Prompt. In the changeset page below, what does a large value of enquiry_shape_factor do to the enquiry polygon?

Changeset 5301

Timestamp:

May 9, 2008, 4:09:56 PM (17 years ago)

Author:

ole

Message:

Refactored generation of culvert polygons to a robust calculation.

Location:

anuga_core/source/anuga/culvert_flows

Files:

• __init__.py (added)
• culvert_polygons.py (modified) (4 diffs)
• culvert_polygons_example.py (modified) (3 diffs)

anuga_core/source/anuga/culvert_flows/culvert_polygons.py

@@ -3 +3 @@
 
 # Import necessary modules
-from math import atan
-from math import sin
-from math import cos
-from math import pi
-from math import degrees
+from math import sqrt
+from Numeric import array, sum
 
-
-def create_culvert_polygons(center1, center2,
+def create_culvert_polygons(end_point0,
+                            end_point1, 
                             width, height=None,
                             enquiry_gap_factor=1.0,
@@ -19 +16 @@
 
     Input (mandatory):
-        center1 - center point at one end of the culvert (x,y)
-        center2 - center point at other end of the culvert (x,y)        
+        end_point0 - one end of the culvert (x,y)
+        end_point1 - other end of the culvert (x,y)        
         width - culvert width
 
@@ -27 +24 @@
         enquiry_gap_factor - sets the distance to the enquiry polygon
         enquiry_shape_factor - sets the shape of the enquiry polygon
+                               (large value widens polygon but reduces height
+                               to preserve same area as exchange polygon)

Data shown.
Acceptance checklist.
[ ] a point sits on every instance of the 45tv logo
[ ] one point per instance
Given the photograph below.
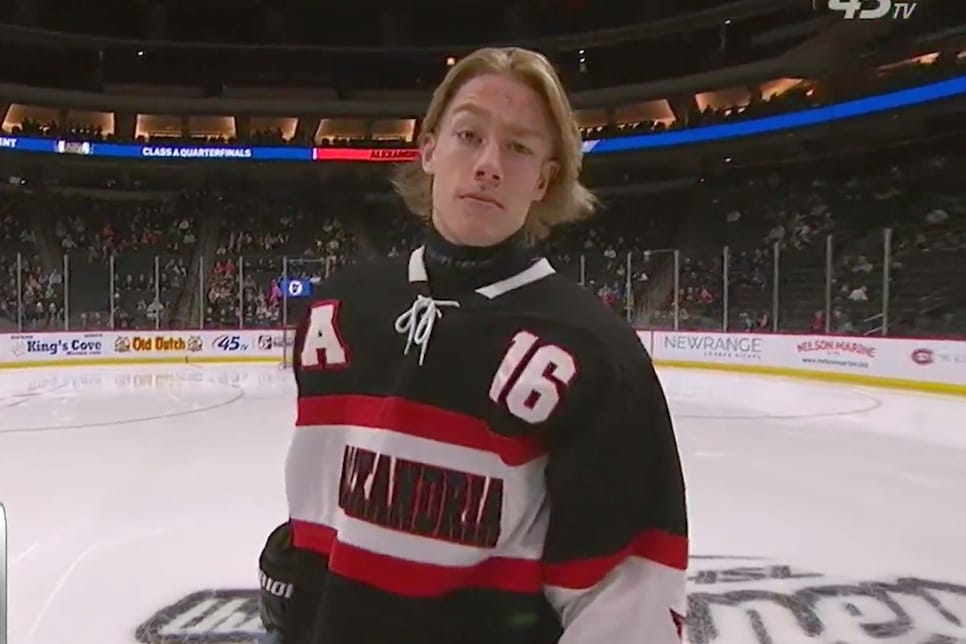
(230, 344)
(874, 10)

Task output. It widens the polygon but reduces its height to preserve the same area as the exchange polygon.